(Extracted text Opens)

Additional reporting by Brad Harper
Almost 400 people in Kent have lost their jobs after two big employers went into administration on the same day.
Folkestone Fixings Limited (FFX), a tools and hardware retailer based in Folkestone, Ashford and Lympne, is now closed – with 147 workers made redundant.
Meanwhile, it has been confirmed that 240 employees at the Whitstable branch of ISG have also lost their jobs. The UK operations of the international construction giant collapsed into administration on Friday, with 2,200 workers in total made redundant with immediate effect.
The business, owned by the US firm Cathexis, had been struggling financially for some time, joint administrators EY said in a statement.
On the same day, Jane Steer, Tim Higgins and Toby Banfield of PwC were appointed as joint administrators of FFX. Customers have been informed that any existing order is unlikely to be fulfilled.
A spokesperson for PwC said: “Unfortunately, the company’s financial position means it is not able to continue trading, and as a result, all stores and the website will cease to operate immediately.

(Extracted text Closes)

▸ Problem statement
Turn the paragraph of the article on the Kent job losses that begins "Meanwhile, it has been confirmed" into a short bulleted list that keeps its main facts.

(Supplied records Opens)

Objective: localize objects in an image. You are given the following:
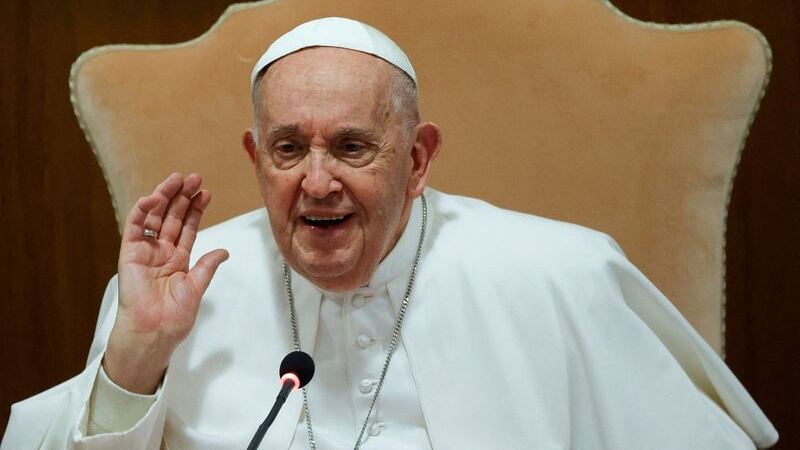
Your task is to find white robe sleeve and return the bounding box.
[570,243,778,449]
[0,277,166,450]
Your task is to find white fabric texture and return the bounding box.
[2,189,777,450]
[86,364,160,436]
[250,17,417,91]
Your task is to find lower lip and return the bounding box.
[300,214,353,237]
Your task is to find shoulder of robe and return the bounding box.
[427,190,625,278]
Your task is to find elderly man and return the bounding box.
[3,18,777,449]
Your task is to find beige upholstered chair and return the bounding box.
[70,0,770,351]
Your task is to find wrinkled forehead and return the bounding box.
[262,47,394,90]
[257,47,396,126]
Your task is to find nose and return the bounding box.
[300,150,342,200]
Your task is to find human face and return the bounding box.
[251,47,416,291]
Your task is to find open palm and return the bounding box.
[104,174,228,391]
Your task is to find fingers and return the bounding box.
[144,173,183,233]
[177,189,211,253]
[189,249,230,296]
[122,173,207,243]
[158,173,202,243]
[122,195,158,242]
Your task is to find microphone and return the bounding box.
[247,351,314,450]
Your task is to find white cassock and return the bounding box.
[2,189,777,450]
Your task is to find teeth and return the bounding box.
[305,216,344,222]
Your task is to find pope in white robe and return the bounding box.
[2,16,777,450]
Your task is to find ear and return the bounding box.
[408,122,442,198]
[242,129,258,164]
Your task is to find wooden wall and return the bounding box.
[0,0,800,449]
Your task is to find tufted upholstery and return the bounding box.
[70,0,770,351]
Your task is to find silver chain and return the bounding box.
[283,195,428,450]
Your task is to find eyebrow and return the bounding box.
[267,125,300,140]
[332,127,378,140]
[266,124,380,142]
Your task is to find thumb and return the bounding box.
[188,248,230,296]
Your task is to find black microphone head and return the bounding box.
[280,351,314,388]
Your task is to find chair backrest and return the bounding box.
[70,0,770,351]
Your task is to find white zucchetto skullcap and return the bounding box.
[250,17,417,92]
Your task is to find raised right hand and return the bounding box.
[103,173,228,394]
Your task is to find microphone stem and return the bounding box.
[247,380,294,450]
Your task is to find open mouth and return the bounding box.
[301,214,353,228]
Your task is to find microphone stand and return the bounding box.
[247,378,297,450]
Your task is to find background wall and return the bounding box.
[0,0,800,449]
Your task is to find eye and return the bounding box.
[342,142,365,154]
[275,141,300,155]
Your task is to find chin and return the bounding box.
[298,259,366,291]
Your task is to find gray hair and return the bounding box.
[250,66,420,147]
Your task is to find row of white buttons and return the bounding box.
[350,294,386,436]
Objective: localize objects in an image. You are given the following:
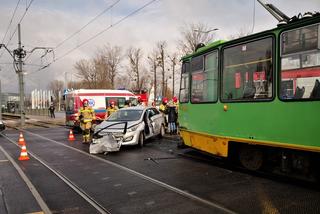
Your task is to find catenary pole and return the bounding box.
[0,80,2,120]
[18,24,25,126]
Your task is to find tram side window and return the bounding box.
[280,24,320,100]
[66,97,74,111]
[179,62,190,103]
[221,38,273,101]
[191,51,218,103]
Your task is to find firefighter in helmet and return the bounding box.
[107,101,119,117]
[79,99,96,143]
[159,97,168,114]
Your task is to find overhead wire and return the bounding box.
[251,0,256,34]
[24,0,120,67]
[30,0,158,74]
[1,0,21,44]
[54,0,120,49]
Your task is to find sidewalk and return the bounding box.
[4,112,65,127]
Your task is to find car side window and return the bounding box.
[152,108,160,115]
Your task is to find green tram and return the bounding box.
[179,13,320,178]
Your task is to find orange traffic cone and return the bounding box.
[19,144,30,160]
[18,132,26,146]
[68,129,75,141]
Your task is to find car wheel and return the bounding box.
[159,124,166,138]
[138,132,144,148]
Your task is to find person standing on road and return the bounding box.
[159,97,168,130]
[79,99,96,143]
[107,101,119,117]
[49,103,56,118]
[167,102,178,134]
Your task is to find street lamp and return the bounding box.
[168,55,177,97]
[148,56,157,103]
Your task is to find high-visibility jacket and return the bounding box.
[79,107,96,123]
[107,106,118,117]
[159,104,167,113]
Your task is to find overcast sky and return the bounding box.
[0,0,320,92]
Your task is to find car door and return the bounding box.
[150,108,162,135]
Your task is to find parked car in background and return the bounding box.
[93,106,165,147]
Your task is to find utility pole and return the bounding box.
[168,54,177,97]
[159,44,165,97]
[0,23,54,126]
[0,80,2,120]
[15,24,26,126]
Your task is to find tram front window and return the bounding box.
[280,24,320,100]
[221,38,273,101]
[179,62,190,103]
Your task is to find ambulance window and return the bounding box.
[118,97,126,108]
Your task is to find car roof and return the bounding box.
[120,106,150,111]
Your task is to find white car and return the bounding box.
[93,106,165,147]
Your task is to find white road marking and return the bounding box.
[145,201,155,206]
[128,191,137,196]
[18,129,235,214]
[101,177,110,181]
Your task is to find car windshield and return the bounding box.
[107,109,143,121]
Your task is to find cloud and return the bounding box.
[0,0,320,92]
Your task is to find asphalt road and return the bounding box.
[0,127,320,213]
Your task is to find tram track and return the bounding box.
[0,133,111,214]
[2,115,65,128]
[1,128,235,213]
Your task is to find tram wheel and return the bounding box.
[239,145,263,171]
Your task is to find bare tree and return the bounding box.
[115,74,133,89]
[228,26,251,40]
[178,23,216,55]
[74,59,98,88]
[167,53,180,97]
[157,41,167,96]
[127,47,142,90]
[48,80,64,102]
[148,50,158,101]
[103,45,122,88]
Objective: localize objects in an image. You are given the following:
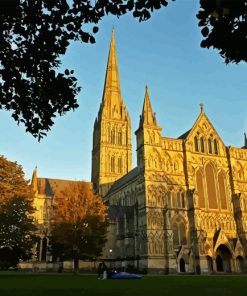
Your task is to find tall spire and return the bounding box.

(Supplied records Closes)

▸ Response to this exercise
- 240 employees at the Whitstable branch of ISG have lost their jobs.
- The UK operations of ISG, an international construction giant, collapsed into administration on Friday.
- In total, 2,200 workers were made redundant with immediate effect.